**Point labeling examples:**
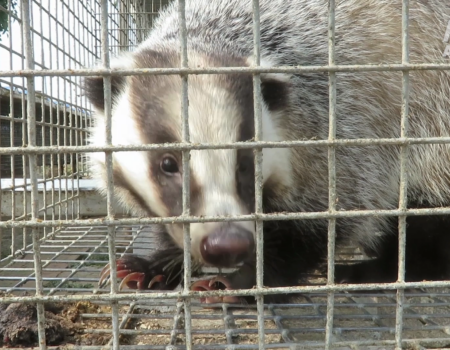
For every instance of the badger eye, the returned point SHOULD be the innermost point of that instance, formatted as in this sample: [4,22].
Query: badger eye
[169,165]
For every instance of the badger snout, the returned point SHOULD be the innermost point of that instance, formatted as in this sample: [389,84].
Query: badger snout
[228,246]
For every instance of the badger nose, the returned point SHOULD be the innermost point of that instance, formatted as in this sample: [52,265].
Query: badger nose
[228,246]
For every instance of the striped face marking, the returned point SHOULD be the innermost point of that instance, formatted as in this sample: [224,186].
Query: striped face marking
[221,181]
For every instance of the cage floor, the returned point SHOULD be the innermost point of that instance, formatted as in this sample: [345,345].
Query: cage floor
[73,258]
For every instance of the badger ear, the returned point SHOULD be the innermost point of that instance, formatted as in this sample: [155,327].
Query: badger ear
[275,90]
[275,87]
[93,86]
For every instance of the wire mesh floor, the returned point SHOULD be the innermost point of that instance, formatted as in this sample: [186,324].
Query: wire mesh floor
[73,258]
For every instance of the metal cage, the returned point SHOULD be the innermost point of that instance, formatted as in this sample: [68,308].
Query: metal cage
[57,233]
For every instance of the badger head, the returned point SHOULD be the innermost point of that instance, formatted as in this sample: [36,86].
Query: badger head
[147,109]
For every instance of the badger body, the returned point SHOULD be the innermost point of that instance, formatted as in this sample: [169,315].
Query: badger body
[146,109]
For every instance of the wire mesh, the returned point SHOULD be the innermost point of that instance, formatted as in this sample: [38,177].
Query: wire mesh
[53,248]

**WHAT YOU NEED TO DO:**
Write out every line of the listing again, from the line containing "For every instance of the badger head, the" through the end of the listing. Offset each coordinate in the answer points by adding 93.

**TASK OUTPUT:**
For every instance of the badger head, the returned point SHOULD be the innermost point of that instance, formatted as in this sample: [36,86].
Query: badger head
[240,202]
For every instance of the badger body, the returned point SHOULD be the innermost point of that instance, formatted as in this sample: [169,315].
Query: badger body
[239,202]
For every instance of the wire mesh, the returned point SHOULD be the innermost point of that instance, formatted as in this sample: [38,177].
Query: wire mesh
[146,341]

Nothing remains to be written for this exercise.